_REQUIRED WORK_
Report how many lines in the records below hold the word "pattern". Add nothing to the number.

_PROVIDED RECORDS_
_ _ _
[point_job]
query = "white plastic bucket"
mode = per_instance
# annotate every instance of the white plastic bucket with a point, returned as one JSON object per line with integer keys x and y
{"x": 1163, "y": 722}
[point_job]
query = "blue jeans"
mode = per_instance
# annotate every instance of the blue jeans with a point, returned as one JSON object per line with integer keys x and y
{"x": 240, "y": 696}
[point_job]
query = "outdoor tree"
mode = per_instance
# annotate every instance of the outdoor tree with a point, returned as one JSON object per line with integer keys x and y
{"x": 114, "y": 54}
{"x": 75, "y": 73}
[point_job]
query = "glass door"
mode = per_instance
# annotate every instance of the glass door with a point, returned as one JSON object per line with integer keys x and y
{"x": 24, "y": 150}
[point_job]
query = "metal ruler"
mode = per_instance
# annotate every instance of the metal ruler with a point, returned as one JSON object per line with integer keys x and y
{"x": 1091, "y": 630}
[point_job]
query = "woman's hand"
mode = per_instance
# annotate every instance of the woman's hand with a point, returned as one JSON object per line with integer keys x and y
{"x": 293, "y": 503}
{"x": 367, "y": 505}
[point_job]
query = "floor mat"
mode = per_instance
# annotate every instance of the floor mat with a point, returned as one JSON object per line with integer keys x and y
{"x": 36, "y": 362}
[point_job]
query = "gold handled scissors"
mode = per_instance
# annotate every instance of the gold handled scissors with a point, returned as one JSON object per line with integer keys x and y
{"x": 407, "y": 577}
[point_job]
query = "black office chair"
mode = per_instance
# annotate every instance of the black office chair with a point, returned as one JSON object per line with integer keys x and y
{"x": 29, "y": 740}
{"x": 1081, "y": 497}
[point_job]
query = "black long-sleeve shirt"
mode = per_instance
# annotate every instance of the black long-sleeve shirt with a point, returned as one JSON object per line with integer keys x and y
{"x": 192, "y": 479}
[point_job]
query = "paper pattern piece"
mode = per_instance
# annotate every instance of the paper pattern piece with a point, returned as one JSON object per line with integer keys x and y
_ _ _
_OUTPUT BELOW_
2